What is asked: Rewrite every one of the lines below as a Markdown table with two columns, Row (the row number) and Line (the text). Leave out any blank lines.

--- --- ---

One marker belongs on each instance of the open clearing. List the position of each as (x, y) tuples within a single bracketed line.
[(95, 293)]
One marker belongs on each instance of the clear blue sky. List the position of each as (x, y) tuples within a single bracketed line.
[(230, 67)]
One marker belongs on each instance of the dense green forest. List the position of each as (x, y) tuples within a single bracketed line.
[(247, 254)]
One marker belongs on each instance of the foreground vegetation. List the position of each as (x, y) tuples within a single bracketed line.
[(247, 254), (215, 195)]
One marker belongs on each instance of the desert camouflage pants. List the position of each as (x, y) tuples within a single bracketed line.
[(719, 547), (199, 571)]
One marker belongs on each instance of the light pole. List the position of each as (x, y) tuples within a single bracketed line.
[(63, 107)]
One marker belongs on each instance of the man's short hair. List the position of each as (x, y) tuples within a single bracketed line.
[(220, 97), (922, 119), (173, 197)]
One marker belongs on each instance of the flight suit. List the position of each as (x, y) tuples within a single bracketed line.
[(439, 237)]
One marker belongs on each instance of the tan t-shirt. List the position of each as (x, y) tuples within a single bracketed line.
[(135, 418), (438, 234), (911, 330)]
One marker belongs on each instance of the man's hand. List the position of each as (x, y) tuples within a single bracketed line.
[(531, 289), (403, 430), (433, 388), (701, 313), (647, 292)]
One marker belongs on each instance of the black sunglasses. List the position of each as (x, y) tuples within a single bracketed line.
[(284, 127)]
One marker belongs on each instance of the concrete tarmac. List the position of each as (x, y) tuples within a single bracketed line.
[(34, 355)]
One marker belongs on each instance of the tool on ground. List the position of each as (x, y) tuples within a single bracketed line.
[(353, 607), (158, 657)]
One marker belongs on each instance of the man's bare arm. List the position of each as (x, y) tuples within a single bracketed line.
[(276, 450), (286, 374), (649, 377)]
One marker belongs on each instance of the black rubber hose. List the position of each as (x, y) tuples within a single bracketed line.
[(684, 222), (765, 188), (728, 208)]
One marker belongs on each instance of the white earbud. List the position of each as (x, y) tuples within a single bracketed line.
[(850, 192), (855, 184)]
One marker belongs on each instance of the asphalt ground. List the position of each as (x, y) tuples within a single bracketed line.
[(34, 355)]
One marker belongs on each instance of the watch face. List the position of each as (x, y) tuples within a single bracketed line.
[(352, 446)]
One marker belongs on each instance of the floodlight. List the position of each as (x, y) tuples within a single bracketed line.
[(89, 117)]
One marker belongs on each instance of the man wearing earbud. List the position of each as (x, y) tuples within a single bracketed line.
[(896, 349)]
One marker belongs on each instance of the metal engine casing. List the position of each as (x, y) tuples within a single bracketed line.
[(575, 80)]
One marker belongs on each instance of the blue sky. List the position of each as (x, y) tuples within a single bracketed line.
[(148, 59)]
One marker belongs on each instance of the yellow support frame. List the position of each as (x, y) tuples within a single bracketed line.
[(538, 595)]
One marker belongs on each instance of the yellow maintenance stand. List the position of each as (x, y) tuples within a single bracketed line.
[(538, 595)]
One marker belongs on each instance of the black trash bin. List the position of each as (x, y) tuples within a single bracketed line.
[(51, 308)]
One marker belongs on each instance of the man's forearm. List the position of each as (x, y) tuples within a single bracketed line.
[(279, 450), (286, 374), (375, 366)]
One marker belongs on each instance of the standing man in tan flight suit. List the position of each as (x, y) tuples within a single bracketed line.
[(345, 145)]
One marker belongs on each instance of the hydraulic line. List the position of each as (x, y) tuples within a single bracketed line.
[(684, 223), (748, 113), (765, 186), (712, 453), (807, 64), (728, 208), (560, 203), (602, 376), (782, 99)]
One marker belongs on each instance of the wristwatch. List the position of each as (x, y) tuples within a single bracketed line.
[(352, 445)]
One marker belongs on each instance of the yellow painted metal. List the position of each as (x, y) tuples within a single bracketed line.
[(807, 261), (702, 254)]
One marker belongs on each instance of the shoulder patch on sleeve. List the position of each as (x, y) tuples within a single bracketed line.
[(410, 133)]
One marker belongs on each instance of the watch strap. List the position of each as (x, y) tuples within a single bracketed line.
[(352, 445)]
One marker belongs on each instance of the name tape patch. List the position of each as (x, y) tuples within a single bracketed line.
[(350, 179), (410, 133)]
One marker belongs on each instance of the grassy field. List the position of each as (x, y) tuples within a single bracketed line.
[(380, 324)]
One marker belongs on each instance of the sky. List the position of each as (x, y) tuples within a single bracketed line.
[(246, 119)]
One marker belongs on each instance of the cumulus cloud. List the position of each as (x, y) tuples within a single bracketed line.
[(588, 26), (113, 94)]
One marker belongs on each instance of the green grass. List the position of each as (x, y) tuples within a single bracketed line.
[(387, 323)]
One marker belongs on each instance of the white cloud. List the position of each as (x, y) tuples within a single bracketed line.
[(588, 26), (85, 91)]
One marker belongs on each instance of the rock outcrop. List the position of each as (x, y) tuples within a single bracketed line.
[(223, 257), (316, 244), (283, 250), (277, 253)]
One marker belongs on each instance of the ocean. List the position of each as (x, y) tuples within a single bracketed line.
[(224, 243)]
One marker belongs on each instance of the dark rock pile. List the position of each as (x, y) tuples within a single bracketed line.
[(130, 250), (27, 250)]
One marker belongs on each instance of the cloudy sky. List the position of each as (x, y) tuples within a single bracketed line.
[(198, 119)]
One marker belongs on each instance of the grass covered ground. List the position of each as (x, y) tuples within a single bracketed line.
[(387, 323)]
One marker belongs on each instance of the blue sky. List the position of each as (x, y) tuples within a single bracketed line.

--- --- ---

Full response:
| Row | Line |
|---|---|
| 1 | One marker belongs on each instance of the open clearing. List the position of each as (x, y) tuples within a single bracketed line. |
| 2 | [(95, 293)] |
| 3 | One marker belongs on each instance of the clear blue sky. List the position of each as (x, y) tuples within a single bracketed line. |
| 4 | [(230, 67)] |
| 5 | One marker belongs on each instance of the dense green forest. List the position of each as (x, y) tuples within a single bracketed line. |
| 6 | [(247, 254)] |
| 7 | One marker belongs on each instance of the foreground vegetation. List the position of each as (x, y) tuples within a single bracketed line. |
| 8 | [(247, 254), (215, 195)] |
| 9 | One marker belongs on each instance of the desert camouflage pants. List the position of each as (x, y) tuples within a single bracketed line. |
| 10 | [(719, 547), (199, 571)] |
| 11 | One marker belongs on each instance of the light pole. List the position of each as (x, y) tuples within a single bracketed line. |
| 12 | [(63, 107)] |
| 13 | One marker belongs on each instance of the man's short hair. List the position of each as (x, y) tuples within a single bracketed line. |
| 14 | [(220, 97), (922, 119), (173, 197)] |
| 15 | One marker belongs on each instance of the flight suit. List the position of each as (x, y) tuples within a single bracketed line. |
| 16 | [(439, 237)] |
| 17 | One marker belongs on each instance of the tan t-shirt. List the position of each as (x, y) tuples within a single bracketed line. |
| 18 | [(135, 418), (438, 234), (911, 330)] |
| 19 | One marker belongs on each instance of the man's hand. List the position of each as (x, y) tuples within a single bracketed line. |
| 20 | [(531, 289), (403, 430), (433, 388), (701, 313), (647, 292)] |
| 21 | One marker belongs on each instance of the black sunglasses. List the position of each as (x, y) tuples within a single bracketed line. |
| 22 | [(284, 127)] |
| 23 | One marker belongs on each instance of the concrete tarmac. List the position of each as (x, y) tuples within a single bracketed line. |
| 24 | [(34, 355)] |
| 25 | One marker belongs on each instance of the tool on ground. List the position of each as (x, y) tuples within a single bracketed line. |
| 26 | [(353, 607), (158, 657)] |
| 27 | One marker belongs on each instance of the man's bare arm. List the position of each as (x, y) tuples within a single bracketed line. |
| 28 | [(276, 450), (286, 374), (649, 377)] |
| 29 | One marker belongs on each instance of the black rubber hose. List the position of each as (x, y) tuples within a single bracketed line. |
| 30 | [(684, 222), (765, 188), (728, 208)] |
| 31 | One marker belongs on each instance of the white earbud. List the position of each as (x, y) tuples within a single bracketed line. |
| 32 | [(850, 192), (855, 184)] |
| 33 | One marker belongs on each instance of the asphalt ground. List the position of each as (x, y) tuples within a single bracketed line. |
| 34 | [(34, 355)] |
| 35 | One marker belongs on each instance of the watch face. List the position of each as (x, y) tuples within a single bracketed line. |
| 36 | [(352, 446)] |
| 37 | One marker belongs on each instance of the floodlight. List the position of each as (x, y) tuples within a single bracketed line. |
| 38 | [(89, 117)] |
| 39 | One marker belongs on each instance of the man wearing earbud. List the position of each as (x, y) tuples within a single bracketed line. |
| 40 | [(896, 349)] |
| 41 | One marker belongs on each instance of the metal engine casing. List the position of each as (x, y) tuples within a single bracketed line. |
| 42 | [(575, 80)] |
| 43 | One marker belongs on each instance of the blue sky. List the position of each as (x, y) tuples within a single bracketed line. |
| 44 | [(148, 59)] |
| 45 | One marker belongs on each instance of the yellow support frame. List the position of each as (x, y) tuples within a single bracketed line. |
| 46 | [(538, 595)] |
| 47 | One marker belongs on each instance of the yellow maintenance stand. List the position of each as (x, y) tuples within a single bracketed line. |
| 48 | [(538, 595)] |
| 49 | One marker belongs on each instance of the black trash bin. List the position of each as (x, y) tuples within a single bracketed line. |
| 50 | [(51, 308)] |
| 51 | One marker belongs on each instance of the man's forearm. List the position of each as (x, y) tuples within a single bracketed line. |
| 52 | [(279, 450), (286, 374), (375, 366)] |
| 53 | One marker belongs on each instance of the standing man in tan flight suit. List the position of each as (x, y) tuples within a single bracketed line. |
| 54 | [(345, 145)] |
| 55 | One marker belongs on each instance of the hydraulic line. List the position of each as (x, y) tuples within a single bracketed line. |
| 56 | [(684, 223), (748, 113), (765, 186), (712, 453), (807, 64), (728, 208), (560, 203), (602, 376), (782, 99)] |
| 57 | One marker belongs on each instance of the wristwatch. List the position of each as (x, y) tuples within a single bracketed line. |
| 58 | [(352, 445)] |
| 59 | One marker belongs on each instance of the yellow painted metal. List the position of each as (x, y) tuples within a single bracketed line. |
| 60 | [(807, 261), (702, 254)] |
| 61 | One marker belongs on each instance of the shoulder patch on sleeve. List the position of each as (x, y) tuples within a single bracketed line. |
| 62 | [(410, 133)] |
| 63 | One marker belongs on each instance of the watch strap. List the position of each as (x, y) tuples within a single bracketed line. |
| 64 | [(352, 445)] |
| 65 | One marker belongs on each instance of the name tape patch. List the position of each as (x, y) tuples within a single bracketed line. |
| 66 | [(350, 179), (410, 133)] |
| 67 | One marker belongs on each instance of the grassy field. List the position of each as (x, y) tuples within a single bracketed line. |
| 68 | [(380, 324)] |
| 69 | One marker belongs on each instance of the sky. List the position of each as (x, y) tuples within a single bracketed line. |
| 70 | [(246, 119)] |
| 71 | One marker belongs on each instance of the cumulus cloud. List the position of each as (x, y) tuples within a single bracketed line. |
| 72 | [(588, 26), (113, 94)] |
| 73 | One marker belongs on each instance of the green grass. List the position of each as (x, y) tuples within a single bracketed line. |
| 74 | [(387, 323)] |
| 75 | One marker belongs on each instance of the white cloud. List the position of each as (x, y) tuples within a single bracketed line. |
| 76 | [(588, 26), (85, 91)] |
| 77 | One marker belongs on each instance of the rock outcrop. List the position of each as (x, y) tuples within a single bracketed line. |
| 78 | [(223, 257), (316, 244), (283, 250), (277, 253)] |
| 79 | One marker belongs on each instance of the ocean. List the position of each as (x, y) tuples within a single bracketed line. |
| 80 | [(224, 243)] |
| 81 | One marker belongs on each instance of the dark rock pile. List the position of each as (x, y) tuples within a single bracketed line. |
| 82 | [(130, 250), (27, 250)] |
| 83 | One marker belongs on each instance of the cloudy sky. List the position of each as (x, y) tuples within a single bracketed line. |
| 84 | [(198, 119)] |
| 85 | One marker belongs on each instance of the grass covered ground. List the position of each as (x, y) tuples within a single bracketed line. |
| 86 | [(387, 323)] |
| 87 | One marker belongs on each instance of the blue sky. List the position of each as (x, y) tuples within a single bracketed line. |